List each line in the entries below that contains the word "light", copying every such line in full.

EXTRACTED MATERIAL —
****************************************
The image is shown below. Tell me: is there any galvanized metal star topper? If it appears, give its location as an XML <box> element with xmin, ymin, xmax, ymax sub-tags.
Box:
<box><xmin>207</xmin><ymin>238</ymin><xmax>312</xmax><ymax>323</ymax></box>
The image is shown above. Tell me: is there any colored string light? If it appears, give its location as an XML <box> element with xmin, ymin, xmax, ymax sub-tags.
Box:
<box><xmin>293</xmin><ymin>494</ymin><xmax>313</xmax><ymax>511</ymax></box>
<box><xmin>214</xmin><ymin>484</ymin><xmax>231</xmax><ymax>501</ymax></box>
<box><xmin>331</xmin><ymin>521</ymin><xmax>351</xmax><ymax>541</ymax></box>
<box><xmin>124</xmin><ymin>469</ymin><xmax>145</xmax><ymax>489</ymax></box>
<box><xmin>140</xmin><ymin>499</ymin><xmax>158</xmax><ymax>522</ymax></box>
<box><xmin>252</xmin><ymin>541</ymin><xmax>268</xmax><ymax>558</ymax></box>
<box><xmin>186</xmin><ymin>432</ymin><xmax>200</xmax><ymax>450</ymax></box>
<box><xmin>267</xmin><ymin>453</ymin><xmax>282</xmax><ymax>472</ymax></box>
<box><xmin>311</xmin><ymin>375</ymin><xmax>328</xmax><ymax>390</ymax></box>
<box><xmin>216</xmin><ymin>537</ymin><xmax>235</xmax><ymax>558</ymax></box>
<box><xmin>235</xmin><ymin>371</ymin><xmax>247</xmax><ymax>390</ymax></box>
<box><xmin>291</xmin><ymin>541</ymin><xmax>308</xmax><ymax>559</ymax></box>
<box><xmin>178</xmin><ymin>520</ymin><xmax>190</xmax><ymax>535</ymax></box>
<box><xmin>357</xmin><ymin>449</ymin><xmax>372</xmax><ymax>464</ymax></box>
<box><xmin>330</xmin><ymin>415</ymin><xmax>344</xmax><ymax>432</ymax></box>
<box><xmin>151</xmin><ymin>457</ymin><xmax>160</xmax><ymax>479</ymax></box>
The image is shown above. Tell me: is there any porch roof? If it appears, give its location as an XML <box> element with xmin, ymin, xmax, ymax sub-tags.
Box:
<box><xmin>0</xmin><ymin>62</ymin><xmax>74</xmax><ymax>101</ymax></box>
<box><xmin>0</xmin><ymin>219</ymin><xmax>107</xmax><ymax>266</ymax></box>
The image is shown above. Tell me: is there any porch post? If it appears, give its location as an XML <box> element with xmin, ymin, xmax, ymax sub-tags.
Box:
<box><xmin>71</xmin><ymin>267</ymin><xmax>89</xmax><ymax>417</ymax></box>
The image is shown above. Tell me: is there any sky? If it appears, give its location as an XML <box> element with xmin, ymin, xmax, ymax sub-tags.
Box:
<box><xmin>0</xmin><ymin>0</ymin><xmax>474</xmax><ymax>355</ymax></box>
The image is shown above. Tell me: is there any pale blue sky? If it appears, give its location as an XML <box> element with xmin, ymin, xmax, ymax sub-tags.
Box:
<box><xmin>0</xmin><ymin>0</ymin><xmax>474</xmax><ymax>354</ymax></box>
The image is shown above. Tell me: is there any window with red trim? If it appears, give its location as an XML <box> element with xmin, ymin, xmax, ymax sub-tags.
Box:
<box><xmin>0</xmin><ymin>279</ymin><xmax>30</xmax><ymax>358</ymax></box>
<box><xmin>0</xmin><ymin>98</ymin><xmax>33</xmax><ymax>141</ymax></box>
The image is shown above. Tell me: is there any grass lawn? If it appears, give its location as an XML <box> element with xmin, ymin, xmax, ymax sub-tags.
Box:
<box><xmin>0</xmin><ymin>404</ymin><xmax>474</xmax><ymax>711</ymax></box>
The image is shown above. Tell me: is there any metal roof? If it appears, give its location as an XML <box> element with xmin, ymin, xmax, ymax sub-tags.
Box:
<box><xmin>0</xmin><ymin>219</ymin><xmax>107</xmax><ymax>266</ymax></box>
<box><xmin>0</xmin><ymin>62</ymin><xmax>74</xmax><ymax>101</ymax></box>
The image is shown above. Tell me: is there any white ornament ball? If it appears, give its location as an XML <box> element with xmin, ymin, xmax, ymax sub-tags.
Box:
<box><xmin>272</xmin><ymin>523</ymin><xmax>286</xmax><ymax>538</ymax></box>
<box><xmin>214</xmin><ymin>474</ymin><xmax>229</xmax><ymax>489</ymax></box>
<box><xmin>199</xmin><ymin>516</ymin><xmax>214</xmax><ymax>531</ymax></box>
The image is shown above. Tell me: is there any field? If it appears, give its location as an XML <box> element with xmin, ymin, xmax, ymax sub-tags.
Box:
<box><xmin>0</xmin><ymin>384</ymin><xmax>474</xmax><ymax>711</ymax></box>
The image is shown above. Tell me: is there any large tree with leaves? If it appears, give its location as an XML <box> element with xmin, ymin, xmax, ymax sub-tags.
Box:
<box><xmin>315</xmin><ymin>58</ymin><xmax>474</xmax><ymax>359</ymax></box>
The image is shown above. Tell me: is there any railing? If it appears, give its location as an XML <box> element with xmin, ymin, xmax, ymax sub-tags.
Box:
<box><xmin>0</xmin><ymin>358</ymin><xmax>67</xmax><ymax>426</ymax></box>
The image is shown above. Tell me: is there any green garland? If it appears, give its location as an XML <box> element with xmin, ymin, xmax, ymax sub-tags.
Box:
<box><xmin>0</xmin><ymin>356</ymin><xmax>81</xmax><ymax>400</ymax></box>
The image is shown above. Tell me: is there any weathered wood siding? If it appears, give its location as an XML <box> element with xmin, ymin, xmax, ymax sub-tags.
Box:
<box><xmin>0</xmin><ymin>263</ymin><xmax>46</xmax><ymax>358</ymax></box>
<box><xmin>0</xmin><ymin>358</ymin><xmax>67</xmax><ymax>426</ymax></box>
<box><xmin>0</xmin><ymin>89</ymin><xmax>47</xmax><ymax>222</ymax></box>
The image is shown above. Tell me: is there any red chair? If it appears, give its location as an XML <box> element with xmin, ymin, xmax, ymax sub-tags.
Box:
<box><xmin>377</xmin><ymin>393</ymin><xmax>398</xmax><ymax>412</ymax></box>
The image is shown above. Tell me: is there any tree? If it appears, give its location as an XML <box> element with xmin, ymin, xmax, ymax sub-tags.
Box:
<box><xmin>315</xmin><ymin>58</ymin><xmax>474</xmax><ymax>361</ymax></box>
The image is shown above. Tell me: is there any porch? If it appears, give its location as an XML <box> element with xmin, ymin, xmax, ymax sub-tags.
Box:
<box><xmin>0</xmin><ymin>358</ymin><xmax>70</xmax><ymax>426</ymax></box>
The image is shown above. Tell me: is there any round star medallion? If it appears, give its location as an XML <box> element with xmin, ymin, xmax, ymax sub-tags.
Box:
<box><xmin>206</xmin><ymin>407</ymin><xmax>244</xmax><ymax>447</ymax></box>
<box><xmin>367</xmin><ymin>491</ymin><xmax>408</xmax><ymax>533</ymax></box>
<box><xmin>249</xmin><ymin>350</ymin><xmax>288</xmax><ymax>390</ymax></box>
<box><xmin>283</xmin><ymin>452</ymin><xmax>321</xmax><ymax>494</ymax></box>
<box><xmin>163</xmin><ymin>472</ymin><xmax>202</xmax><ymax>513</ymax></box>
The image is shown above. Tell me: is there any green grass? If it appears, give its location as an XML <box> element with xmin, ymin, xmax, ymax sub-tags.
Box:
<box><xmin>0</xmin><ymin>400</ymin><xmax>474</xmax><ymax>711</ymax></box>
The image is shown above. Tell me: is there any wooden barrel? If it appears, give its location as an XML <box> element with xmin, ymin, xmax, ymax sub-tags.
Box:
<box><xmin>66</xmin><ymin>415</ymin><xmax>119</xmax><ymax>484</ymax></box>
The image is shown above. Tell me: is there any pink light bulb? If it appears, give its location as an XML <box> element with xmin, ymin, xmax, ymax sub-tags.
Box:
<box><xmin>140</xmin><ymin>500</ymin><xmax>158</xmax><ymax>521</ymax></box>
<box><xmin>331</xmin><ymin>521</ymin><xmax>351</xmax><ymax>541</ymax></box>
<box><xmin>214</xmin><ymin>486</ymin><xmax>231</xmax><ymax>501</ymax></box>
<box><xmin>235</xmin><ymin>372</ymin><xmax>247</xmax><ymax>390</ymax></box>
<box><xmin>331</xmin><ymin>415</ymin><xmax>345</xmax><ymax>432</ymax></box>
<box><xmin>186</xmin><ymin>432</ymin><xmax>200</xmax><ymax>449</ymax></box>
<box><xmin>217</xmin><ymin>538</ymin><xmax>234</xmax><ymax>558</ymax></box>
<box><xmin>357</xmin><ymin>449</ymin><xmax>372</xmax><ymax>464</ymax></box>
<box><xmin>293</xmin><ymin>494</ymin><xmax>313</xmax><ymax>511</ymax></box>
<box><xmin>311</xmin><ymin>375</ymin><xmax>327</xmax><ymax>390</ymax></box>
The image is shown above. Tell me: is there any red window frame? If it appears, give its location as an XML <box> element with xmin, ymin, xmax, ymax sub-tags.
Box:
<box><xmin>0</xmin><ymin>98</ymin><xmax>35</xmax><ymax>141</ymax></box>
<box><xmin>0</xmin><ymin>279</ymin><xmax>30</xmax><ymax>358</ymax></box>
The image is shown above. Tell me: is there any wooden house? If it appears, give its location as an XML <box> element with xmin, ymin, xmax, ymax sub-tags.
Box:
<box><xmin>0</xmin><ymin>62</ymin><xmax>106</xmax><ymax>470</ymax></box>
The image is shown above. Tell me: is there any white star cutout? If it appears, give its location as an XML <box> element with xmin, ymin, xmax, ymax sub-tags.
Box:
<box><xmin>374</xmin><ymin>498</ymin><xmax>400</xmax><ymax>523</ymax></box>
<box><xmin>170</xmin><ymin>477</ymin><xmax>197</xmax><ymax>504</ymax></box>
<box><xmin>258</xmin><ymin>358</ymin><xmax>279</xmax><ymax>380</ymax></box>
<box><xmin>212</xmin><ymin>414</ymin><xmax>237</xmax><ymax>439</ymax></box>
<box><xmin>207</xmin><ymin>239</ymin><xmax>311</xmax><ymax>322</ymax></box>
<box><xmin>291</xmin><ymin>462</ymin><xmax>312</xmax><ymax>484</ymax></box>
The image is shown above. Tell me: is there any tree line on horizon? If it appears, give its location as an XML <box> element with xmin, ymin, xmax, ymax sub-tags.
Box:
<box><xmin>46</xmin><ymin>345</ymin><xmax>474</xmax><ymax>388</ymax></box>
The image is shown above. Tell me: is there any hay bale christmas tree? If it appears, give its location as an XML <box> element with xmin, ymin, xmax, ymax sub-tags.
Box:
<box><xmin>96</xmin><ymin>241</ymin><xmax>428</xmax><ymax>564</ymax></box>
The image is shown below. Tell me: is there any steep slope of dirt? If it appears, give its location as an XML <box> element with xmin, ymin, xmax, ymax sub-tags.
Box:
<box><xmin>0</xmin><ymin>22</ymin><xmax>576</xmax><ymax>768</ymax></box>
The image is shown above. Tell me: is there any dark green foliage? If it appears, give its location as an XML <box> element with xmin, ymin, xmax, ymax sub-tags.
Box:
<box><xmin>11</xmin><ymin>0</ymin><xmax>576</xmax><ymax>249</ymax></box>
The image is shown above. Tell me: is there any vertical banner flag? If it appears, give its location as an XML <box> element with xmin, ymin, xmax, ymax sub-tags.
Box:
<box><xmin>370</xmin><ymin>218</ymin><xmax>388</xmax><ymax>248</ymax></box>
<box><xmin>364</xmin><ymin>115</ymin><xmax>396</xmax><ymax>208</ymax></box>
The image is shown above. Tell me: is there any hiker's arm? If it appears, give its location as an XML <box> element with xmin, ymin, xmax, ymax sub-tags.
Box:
****************************************
COMPLETE OUTPUT —
The image is shown above. Tell me: is there any colored string light? If it appears, give its location as an XML <box> element with xmin, ymin, xmax, ymax sub-tags.
The image is shown above. Tell me: is there any pink light bulb? If it appears, give its location as an XML <box> element with xmin, ymin, xmax, ymax sub-tags.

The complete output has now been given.